Given instruction 1
List every section heading that appears below the title of the stress-management article.

Excerpted text
● ● ●

Top 5 hacks to manage your stress

Updated: Mar 25, 2021

Case Study:

Allison is a consultant, working for a top-tier consulting firm. Although the routines and habits centered around hard work served her well in her early career, regular promotions mean she now has increasing workload, as well as an active social and family life – leaving little time for her to spend on her own.


As such, she’s caught herself sometimes experiencing brain fog, and a sense of overwhelm leading to high stress levels.


She’s heard through a grapevine - without actively researching - about neurohacking, and how it can help solve some of the very challenges she’s experiencing. There 'hacks', however, have typically been in the form of supplements and technologies that would require financial investment, something Allison isn't interested in.


Solution:

There is a misconception that Neurohacking requires financial investment / significant time and commitment. Whilst it's true that certain supplements and devices can really help unlock our potential, there are practices that we can introduce into our daily routine.

With that in mind, here are top 5 neurohacks that you can implement into your daily routine.


Journaling

If done right, journaling forces and allows us to examine our behaviours and patterns - rather than letting them. We can make journaling purposeful and reflective by answering some of these questions:

  • What worked well for me today?

● ● ●

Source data
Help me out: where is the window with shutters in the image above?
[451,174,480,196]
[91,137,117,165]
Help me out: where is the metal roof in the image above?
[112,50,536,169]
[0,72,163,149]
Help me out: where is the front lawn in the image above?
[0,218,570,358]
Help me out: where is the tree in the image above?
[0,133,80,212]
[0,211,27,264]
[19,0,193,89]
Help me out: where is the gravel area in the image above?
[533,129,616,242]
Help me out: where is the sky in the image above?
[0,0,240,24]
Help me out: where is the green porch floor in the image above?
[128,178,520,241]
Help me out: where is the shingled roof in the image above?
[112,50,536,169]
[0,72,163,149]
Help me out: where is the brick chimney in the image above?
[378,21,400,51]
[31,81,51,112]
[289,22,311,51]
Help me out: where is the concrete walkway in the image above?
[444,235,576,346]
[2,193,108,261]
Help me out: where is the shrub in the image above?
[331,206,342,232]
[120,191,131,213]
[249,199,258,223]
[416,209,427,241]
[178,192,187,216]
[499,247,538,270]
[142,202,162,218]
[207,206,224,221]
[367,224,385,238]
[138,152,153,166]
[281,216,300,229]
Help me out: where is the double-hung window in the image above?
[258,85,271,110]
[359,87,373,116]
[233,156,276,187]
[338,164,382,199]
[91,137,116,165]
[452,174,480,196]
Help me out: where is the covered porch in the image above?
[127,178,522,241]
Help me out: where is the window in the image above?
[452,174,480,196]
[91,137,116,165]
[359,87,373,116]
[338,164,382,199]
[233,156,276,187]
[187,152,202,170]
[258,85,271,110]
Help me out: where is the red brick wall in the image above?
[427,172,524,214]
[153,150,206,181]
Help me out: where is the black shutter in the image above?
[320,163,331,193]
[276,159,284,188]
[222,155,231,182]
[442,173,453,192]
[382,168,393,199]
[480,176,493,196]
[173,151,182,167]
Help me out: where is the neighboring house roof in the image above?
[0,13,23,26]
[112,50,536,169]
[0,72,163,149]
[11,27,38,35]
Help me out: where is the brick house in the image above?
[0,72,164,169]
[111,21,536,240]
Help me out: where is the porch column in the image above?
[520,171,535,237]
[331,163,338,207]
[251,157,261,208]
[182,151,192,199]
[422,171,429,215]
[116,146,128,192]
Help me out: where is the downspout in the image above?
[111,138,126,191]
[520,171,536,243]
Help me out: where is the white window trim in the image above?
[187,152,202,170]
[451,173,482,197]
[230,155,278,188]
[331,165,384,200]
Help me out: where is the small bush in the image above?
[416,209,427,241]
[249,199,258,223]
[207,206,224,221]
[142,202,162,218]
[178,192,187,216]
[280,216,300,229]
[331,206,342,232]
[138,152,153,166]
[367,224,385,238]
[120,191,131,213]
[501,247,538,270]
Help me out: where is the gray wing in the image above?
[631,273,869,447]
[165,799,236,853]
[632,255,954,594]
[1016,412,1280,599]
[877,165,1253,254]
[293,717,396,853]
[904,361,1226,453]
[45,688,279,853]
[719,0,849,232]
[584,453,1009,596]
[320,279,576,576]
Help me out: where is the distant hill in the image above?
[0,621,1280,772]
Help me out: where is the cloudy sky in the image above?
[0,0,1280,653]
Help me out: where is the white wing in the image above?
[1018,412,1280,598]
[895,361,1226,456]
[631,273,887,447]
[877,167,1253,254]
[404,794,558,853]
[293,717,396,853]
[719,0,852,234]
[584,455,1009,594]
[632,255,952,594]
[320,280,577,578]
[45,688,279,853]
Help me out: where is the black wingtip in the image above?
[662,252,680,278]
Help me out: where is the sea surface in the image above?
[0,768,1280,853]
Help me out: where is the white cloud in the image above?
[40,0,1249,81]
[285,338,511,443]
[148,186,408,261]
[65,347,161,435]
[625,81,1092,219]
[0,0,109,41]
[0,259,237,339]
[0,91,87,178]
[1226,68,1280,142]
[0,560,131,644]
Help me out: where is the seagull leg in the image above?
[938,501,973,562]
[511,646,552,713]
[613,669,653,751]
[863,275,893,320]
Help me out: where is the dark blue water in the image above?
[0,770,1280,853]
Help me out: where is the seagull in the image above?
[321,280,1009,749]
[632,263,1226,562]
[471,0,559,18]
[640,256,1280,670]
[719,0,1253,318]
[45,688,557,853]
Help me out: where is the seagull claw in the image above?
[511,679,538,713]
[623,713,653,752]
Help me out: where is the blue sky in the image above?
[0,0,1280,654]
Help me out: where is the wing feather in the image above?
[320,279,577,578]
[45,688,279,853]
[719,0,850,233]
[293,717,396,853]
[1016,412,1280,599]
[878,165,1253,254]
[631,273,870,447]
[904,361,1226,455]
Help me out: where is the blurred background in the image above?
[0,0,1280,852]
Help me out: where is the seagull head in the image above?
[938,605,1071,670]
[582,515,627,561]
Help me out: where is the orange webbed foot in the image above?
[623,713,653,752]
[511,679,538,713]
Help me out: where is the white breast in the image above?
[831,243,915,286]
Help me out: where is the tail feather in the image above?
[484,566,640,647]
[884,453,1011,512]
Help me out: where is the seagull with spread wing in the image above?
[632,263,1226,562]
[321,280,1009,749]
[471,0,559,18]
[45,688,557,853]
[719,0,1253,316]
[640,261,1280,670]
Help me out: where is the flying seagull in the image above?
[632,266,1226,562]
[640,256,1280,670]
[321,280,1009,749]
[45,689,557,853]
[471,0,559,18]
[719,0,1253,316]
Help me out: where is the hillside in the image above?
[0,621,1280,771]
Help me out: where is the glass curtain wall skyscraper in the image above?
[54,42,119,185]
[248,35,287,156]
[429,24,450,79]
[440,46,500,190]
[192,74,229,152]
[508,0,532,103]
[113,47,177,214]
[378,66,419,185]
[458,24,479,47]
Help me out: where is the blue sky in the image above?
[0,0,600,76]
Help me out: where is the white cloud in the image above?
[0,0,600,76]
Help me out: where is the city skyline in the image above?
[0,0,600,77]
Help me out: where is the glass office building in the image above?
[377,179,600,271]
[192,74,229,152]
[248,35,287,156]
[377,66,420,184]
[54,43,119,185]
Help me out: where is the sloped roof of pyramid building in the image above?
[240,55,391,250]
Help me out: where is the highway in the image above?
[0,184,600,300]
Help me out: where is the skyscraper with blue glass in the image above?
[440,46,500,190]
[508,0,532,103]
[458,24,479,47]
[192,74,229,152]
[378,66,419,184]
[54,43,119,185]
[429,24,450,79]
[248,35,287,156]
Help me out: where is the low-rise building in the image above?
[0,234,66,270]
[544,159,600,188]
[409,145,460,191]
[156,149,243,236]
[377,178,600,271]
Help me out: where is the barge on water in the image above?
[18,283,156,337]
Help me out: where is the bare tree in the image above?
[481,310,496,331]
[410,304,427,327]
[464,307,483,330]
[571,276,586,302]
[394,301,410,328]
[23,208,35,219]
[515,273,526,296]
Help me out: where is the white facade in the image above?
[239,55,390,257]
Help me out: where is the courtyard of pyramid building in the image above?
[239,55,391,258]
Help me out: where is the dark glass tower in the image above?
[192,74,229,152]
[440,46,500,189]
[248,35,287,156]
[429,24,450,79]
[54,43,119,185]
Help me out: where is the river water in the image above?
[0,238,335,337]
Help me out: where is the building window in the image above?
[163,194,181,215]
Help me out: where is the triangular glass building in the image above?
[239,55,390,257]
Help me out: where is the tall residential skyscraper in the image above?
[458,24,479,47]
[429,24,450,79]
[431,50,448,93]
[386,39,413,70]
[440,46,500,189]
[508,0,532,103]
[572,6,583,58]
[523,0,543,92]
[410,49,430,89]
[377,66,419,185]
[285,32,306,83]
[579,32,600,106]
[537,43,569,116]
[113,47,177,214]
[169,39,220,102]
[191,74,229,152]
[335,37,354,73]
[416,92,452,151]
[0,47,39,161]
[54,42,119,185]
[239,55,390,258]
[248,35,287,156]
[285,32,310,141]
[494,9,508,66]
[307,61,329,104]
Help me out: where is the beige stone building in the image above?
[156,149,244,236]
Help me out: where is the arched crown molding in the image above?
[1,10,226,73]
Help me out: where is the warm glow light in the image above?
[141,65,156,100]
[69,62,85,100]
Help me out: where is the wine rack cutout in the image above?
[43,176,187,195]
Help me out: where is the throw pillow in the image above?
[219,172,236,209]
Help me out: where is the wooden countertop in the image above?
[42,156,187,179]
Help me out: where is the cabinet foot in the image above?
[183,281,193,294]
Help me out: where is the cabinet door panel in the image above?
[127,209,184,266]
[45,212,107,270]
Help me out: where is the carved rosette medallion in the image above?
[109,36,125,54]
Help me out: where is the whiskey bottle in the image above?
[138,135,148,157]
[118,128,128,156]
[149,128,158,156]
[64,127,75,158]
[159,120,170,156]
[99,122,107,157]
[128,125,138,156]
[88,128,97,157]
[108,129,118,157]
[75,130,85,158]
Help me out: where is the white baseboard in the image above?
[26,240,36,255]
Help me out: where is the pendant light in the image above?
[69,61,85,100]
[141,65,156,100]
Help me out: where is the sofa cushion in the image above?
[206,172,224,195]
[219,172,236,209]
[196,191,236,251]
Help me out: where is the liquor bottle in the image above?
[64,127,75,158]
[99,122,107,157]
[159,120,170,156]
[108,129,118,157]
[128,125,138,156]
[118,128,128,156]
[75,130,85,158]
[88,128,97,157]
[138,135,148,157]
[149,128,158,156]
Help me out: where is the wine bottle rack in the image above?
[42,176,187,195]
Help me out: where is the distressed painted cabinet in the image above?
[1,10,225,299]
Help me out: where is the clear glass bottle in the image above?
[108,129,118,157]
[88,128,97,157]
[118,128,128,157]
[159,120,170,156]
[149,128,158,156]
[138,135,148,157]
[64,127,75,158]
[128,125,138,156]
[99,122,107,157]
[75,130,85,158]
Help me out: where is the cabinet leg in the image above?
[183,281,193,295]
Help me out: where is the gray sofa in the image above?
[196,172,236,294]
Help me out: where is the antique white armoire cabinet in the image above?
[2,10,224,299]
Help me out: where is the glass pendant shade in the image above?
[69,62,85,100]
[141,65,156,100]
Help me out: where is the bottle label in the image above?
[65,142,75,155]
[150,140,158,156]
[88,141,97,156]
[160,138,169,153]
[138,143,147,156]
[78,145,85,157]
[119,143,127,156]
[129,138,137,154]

● ● ●

Given instruction 2
Extract the source data from its first line through the line containing "[0,218,570,358]", inclusive, reproducing each line without alteration.

Complete output 1
Case Study
Solution
Journaling

Complete output 2
Help me out: where is the window with shutters in the image above?
[451,174,480,196]
[91,137,117,165]
Help me out: where is the metal roof in the image above?
[112,50,536,169]
[0,72,163,149]
Help me out: where is the front lawn in the image above?
[0,218,570,358]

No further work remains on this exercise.